[[ Data for analysis open ]]

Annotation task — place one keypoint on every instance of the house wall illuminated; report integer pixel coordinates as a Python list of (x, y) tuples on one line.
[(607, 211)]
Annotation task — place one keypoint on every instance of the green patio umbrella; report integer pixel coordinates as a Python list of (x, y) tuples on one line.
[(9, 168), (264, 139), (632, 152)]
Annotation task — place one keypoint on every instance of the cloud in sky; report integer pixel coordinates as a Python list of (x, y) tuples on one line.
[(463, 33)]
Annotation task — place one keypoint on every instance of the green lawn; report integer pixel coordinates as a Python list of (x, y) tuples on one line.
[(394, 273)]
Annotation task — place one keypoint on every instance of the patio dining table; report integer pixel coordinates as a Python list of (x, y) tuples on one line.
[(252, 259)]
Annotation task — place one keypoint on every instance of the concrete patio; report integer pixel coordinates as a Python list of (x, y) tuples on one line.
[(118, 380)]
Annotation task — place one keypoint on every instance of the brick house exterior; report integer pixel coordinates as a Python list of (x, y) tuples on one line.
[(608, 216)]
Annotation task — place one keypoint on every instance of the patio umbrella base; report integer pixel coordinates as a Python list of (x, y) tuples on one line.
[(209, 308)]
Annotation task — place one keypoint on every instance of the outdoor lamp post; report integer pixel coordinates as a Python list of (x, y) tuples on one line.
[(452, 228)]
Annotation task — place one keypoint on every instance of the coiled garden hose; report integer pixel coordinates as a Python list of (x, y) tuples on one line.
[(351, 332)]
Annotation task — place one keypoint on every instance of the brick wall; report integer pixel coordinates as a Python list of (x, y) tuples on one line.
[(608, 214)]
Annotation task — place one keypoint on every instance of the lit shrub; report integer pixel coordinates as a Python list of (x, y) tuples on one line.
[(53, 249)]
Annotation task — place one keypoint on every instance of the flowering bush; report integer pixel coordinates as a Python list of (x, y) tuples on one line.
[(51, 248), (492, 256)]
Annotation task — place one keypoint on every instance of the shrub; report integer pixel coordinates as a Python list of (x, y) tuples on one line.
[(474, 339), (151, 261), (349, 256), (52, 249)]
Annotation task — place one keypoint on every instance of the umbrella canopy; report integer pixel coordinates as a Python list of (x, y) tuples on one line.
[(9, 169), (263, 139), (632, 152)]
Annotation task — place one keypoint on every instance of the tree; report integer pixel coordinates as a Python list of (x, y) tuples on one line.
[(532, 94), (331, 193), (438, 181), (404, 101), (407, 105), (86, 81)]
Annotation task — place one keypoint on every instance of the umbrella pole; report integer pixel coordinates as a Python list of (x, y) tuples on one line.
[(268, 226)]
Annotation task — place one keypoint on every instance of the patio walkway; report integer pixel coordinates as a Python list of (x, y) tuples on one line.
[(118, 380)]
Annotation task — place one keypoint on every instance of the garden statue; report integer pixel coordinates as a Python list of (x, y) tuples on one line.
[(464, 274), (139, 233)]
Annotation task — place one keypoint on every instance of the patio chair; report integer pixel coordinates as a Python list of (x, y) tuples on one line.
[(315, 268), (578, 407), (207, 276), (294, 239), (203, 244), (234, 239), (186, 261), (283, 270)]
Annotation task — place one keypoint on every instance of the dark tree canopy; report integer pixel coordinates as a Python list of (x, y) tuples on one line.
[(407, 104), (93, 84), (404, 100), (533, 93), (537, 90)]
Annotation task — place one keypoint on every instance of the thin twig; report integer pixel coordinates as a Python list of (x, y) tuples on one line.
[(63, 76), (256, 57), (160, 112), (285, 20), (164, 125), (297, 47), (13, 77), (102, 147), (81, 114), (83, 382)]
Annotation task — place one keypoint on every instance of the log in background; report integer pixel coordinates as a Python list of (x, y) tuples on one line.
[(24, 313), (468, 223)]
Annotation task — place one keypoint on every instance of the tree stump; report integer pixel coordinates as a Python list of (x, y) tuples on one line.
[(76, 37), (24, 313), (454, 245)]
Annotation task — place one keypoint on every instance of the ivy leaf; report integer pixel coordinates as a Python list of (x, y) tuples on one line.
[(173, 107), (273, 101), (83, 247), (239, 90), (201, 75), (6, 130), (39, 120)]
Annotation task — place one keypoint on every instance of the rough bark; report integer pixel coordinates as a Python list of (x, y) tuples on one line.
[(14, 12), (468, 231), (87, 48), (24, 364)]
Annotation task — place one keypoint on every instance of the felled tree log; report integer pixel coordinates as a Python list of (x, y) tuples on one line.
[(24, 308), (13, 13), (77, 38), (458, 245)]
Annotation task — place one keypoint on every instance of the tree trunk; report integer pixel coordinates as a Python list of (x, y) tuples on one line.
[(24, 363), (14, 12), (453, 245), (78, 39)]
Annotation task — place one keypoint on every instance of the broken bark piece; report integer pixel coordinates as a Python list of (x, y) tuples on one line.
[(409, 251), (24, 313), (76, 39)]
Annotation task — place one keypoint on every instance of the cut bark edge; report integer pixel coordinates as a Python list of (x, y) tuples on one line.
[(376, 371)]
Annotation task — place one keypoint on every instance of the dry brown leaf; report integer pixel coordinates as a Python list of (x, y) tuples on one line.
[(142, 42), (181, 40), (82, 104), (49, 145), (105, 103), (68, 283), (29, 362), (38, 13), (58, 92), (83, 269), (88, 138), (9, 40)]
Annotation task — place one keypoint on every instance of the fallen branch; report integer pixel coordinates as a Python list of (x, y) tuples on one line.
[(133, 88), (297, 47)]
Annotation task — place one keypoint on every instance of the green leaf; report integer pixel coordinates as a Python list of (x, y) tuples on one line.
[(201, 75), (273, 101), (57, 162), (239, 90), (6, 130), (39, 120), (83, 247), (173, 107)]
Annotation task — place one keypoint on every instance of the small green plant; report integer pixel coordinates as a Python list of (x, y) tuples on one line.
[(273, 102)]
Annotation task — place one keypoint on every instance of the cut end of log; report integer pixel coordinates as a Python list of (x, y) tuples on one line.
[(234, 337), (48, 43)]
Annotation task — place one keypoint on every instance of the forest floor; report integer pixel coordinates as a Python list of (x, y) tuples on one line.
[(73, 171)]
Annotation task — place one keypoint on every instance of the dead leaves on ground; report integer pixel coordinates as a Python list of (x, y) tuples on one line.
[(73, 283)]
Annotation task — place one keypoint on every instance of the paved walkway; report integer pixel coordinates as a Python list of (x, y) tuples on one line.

[[ Data for analysis closed ]]

**Task brief:** An exact copy of every record is required.

**Your solution:**
Annotation task — place one keypoint on every instance of the house wall illuminated; report integer pixel coordinates as a Python list of (x, y) tuples on one line.
[(607, 211)]
Annotation task — place one keypoint on every instance of the green patio umbrella; report integer pixel coordinates as a Python list of (x, y) tuples on one line.
[(9, 168), (264, 139), (632, 152)]
Annotation task — place one keypoint on every instance of the cloud in sky; report integer pixel coordinates as a Python list of (x, y) tuples on one line.
[(463, 33)]
Annotation task — place one keypoint on every instance of the green lawn; report integer pixel coordinates as a Python list of (x, y) tuples on one line.
[(394, 273)]
Annotation task — place one keypoint on every instance of the patio dining table; report integer pixel coordinates as a Python list of (x, y) tuples on one line.
[(252, 259)]
Annotation task — place one keypoint on every instance of the concrete patio; report integer pixel coordinates as a Python list of (x, y) tuples on one line.
[(118, 380)]
Annotation task — place one keypoint on every instance of the brick house exterior; report integer pixel coordinates as a Python list of (x, y) tuples on one line.
[(608, 216)]
Annotation task — place one keypoint on every instance of the patio umbrella base; report integer pixel coordinates as a Python list of (x, y) tuples on one line.
[(209, 308)]
Annotation task — place one keypoint on every instance of the outdoor lamp post; report integer pixel coordinates as a Python list of (x, y) tuples on one line.
[(452, 228)]
Annotation task — place one keypoint on every instance of the coiled garden hose; report integer pixel coordinates as a Python list of (x, y) tuples on one line.
[(351, 332)]
Annotation task — place one keypoint on every instance of the brick wall; report integer pixel coordinates as a Python list of (x, y) tuples on one line.
[(608, 214)]
Annotation task — place one keypoint on every instance of the lit shrub; report integer pixel coordinates as a Python list of (x, y) tuples on one line.
[(53, 249)]
Annotation task — place one keypoint on every instance of the flowering bush; report integer pixel coordinates as a Python list of (x, y) tuples on one line.
[(51, 248), (492, 256)]
Annotation task — place one keypoint on every instance of the shrub; report integer pixel coordinates as a Python list of (x, y) tuples on one line.
[(474, 339), (151, 261), (349, 256), (52, 249)]
Annotation task — place one keypoint on every instance of the umbrella canopy; report integer pixel coordinates as a Python list of (x, y) tuples on one line.
[(9, 169), (263, 139), (632, 152)]
Annotation task — place one keypoint on every instance of the tree; report integer pixel coordinates as a Python list of (x, y) tuples on one line.
[(532, 94), (331, 193), (438, 181), (404, 101), (407, 105), (86, 81)]
Annotation task — place one keypoint on every instance of the umbrella pole; report integer pixel coordinates as a Python list of (x, y) tuples on one line.
[(268, 226)]
Annotation task — place one keypoint on every instance of the patio walkway; report integer pixel coordinates as a Python list of (x, y) tuples on one line.
[(118, 380)]
Annotation task — place one keypoint on every instance of the garden statue; report integer pixel coordinates as a Python list of (x, y) tuples on one line.
[(464, 274), (139, 233)]
Annotation task — place one keypoint on every instance of the patio chair; report integer pixel coordinates as a Python list of (x, y) tuples on one line.
[(315, 268), (578, 407), (207, 276), (294, 239), (203, 244), (234, 239), (186, 261), (283, 270)]
Annotation task — place one keypoint on every instance of the dark tree canopy; report integer pixel coordinates as a Python list of (x, y) tuples on one line.
[(407, 104), (93, 84), (404, 100), (533, 93), (537, 90)]
Annotation task — place one keypoint on every instance of the thin twig; report integer pixel coordinates as a Python list of (x, y) tuples on one line.
[(63, 76), (256, 57), (160, 112), (285, 20), (164, 125), (297, 47), (13, 77), (102, 147), (81, 114), (83, 382)]
Annotation task — place one keypoint on every instance of the log in background; report integer pixel coordinates as a Python list of (x, y) tuples on one line.
[(24, 313), (468, 223)]
Annotation task — place one keypoint on every instance of the tree stump; report integer pixel coordinates as a Python list of (x, y) tuples on one line.
[(76, 37), (24, 313), (454, 245)]
Annotation task — place one keypoint on every instance of the ivy leaf; report integer pixel coordinates as a Python list of (x, y) tuples on one line.
[(173, 107), (273, 101), (83, 247), (239, 90), (201, 75), (6, 130), (39, 120)]
Annotation task — place one keypoint on every instance of the rough bark; report integer pixel coordinates as a Python list of (x, y) tuples on one line.
[(14, 12), (468, 231), (87, 48), (24, 364)]
Annotation task — place one keypoint on every instance of the felled tree log; report integer pixel coordinates as a Python list of (x, y) tuples on one line.
[(24, 308), (13, 13), (77, 38), (458, 245)]
Annotation task — place one keypoint on every instance of the tree trunk; report integer pixel coordinates as a Python list of (x, y) tuples on one line.
[(24, 363), (14, 12), (453, 245), (78, 39)]
Annotation task — place one keypoint on every instance of the broken bark piece; report integer pixel coordinates as a Python list of (x, y) tuples on one line.
[(409, 251), (24, 313), (76, 39)]
Annotation task — place one keypoint on every instance of the cut bark edge; report integer pixel coordinates as a Python list of (x, y) tuples on one line.
[(376, 371)]
Annotation task — place one keypoint on every instance of the dry brown leaf; report integer pixel coordinates as a Python list of (x, y) tuples on one line.
[(142, 42), (181, 40), (82, 104), (49, 145), (105, 103), (68, 283), (29, 362), (38, 13), (58, 92), (83, 269), (88, 138), (9, 40)]
Annotation task — place one keypoint on every instance of the fallen branch; report integer pixel coordinates as a Python list of (x, y) tuples on one line.
[(133, 88), (297, 47)]
Annotation task — place one keypoint on every instance of the green leaf; report integer pixel coordinates as a Python list of (x, y) tuples on one line.
[(201, 75), (273, 101), (57, 162), (239, 90), (6, 130), (39, 120), (83, 247), (173, 107)]
Annotation task — place one keypoint on every instance of the small green plant; report integer pixel coordinates as a Python list of (x, y) tuples on one line.
[(273, 102)]
Annotation task — place one keypoint on every instance of the cut end of log; report integer pixel coordinates as a Python list of (x, y) tuples on one line.
[(234, 337), (48, 43)]
Annotation task — place one keypoint on every instance of the forest floor; report integer pixel coordinates as a Python list of (x, y) tuples on one line.
[(73, 171)]
Annotation task — place one keypoint on every instance of the dead leaves on ground; report integer pixel coordinates as a Python list of (x, y) tuples on one line.
[(73, 283)]
Annotation task — place one keypoint on every instance of the paved walkway; report integer pixel coordinates as a Python list of (x, y) tuples on one line.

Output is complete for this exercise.